*TASK BRIEF:* Render the material from its first line up to and including the line containing "[[188, 251]]" as a JSON list of strings, one string per line, with blank lines and the pictures left out.

*RECORDS SUPPLIED:*
···

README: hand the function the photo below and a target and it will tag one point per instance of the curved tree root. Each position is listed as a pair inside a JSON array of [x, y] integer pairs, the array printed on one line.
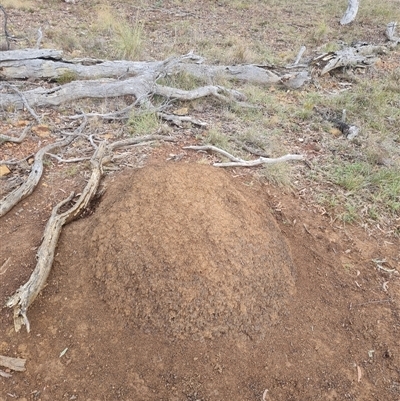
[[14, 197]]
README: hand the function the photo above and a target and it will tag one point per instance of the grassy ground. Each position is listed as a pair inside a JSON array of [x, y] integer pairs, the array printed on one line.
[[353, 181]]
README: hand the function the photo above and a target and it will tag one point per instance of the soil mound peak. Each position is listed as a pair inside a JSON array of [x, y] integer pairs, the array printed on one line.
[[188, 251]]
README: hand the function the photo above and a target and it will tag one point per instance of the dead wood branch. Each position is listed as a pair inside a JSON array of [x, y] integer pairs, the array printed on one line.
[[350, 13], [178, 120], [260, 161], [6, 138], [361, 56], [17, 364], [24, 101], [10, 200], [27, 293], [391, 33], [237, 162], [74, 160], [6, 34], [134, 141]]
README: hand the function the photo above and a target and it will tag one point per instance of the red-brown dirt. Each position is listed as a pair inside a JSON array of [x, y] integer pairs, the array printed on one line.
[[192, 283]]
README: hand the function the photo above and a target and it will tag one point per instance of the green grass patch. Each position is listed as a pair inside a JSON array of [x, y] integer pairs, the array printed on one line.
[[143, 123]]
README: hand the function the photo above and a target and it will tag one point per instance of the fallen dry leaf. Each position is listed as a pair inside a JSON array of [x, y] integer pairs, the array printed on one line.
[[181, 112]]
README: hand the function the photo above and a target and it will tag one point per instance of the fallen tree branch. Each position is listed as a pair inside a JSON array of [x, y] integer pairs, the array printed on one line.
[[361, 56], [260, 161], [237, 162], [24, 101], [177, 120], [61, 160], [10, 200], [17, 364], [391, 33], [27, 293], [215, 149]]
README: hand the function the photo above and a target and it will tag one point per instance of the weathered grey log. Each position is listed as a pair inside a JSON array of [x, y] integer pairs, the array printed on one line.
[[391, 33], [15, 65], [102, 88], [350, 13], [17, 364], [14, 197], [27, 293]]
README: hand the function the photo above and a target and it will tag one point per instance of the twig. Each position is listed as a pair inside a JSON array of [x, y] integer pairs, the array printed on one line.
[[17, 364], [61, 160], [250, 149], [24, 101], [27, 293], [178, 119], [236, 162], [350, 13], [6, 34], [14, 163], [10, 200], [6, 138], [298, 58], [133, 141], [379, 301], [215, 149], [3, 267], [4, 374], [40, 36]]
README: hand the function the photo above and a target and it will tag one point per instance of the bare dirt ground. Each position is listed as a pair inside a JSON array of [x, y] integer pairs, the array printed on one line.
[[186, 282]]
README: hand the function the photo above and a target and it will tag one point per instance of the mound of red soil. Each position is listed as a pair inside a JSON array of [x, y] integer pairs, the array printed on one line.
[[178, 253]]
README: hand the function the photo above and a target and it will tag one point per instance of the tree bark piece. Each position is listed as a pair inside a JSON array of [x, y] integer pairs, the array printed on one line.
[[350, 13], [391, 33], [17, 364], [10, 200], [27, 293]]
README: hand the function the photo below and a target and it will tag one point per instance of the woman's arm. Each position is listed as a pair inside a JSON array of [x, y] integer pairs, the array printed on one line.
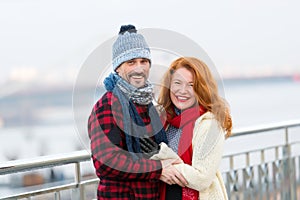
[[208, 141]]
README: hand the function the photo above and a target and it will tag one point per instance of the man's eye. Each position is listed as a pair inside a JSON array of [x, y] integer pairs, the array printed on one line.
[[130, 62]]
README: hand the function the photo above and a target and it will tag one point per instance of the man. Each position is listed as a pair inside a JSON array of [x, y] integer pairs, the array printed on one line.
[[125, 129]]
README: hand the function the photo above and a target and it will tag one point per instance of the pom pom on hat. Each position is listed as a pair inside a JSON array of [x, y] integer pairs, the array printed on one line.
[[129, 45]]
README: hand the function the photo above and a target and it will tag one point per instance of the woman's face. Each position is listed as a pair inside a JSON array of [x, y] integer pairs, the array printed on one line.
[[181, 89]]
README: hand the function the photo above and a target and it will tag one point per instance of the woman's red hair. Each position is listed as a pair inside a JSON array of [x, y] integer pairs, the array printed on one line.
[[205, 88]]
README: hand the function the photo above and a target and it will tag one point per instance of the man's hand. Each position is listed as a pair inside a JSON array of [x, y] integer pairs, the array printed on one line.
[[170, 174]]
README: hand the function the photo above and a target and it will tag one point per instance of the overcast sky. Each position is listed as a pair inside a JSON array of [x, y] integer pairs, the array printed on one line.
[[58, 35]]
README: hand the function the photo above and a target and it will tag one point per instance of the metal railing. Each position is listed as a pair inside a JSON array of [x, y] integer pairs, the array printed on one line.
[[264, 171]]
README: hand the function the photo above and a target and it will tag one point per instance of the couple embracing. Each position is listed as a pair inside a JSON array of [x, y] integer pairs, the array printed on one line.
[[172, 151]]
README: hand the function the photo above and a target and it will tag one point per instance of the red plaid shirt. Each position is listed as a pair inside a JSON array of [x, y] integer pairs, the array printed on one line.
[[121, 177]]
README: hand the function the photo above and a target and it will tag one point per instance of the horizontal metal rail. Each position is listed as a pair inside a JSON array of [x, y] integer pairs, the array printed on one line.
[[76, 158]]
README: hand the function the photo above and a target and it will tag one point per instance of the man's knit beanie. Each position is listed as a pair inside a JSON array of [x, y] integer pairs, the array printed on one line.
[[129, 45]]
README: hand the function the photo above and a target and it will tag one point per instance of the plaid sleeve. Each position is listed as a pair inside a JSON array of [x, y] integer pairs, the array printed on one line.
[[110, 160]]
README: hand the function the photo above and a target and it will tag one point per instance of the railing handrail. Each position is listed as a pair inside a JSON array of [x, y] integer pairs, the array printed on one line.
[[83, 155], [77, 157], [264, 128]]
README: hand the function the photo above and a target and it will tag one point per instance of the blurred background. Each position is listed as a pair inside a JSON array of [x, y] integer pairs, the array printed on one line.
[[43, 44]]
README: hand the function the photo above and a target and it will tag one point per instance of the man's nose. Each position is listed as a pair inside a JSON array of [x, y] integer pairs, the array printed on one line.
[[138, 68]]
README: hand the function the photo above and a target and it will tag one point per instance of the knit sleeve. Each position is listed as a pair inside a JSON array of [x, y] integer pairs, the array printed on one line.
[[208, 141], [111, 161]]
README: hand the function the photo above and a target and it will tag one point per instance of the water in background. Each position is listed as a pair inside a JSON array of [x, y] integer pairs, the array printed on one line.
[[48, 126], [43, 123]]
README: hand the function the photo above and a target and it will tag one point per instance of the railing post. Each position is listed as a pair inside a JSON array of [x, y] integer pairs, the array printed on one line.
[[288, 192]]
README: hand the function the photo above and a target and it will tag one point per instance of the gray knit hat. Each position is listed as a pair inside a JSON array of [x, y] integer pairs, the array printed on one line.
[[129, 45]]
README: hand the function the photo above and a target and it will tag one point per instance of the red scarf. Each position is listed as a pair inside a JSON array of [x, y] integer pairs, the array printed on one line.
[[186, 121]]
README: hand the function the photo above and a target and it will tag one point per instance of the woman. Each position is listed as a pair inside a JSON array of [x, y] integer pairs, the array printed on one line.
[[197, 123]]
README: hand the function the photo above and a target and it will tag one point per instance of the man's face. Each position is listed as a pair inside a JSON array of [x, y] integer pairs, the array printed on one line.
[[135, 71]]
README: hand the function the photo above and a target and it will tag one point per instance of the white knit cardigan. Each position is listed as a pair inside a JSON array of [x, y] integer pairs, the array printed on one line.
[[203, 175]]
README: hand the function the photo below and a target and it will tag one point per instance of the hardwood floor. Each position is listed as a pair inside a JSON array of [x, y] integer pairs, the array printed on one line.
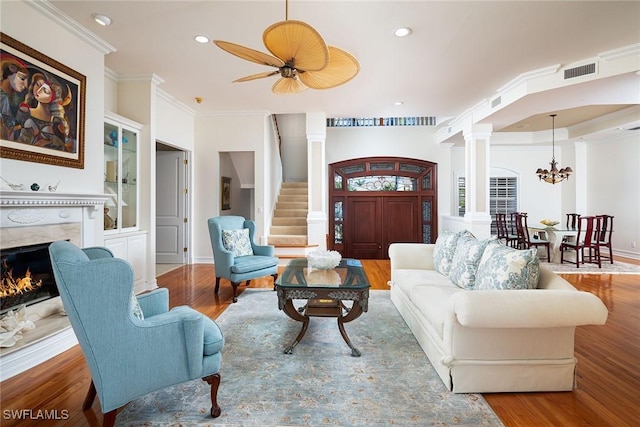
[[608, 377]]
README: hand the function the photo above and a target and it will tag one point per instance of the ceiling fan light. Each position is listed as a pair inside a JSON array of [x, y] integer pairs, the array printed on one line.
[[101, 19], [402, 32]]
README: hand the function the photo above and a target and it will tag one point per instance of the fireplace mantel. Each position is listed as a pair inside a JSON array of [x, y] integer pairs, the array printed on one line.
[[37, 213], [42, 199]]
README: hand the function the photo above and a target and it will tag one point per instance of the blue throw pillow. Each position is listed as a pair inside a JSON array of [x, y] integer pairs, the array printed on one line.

···

*WRITTEN RESPONSE:*
[
  "README: hand the function the photo below and a target and it will tag one point per instance of the curved tree root. Each position is listed as a pair inside a JSON array of [x, y] integer pairs, the array printed on one line.",
  "[[14, 197]]",
  "README: hand the function the photo above and a target and it will tag one point per instance of the grassy ground. Each position is listed as a pair inside a JSON array of [x, y] integer pairs, the array printed on one line.",
  "[[353, 181]]",
  "README: hand the function the photo above and a target and it will tag one point per instance of the soil mound peak. Each position is listed as a pair inside a JSON array of [x, y] integer pairs, the array printed on one line.",
  "[[188, 251]]"
]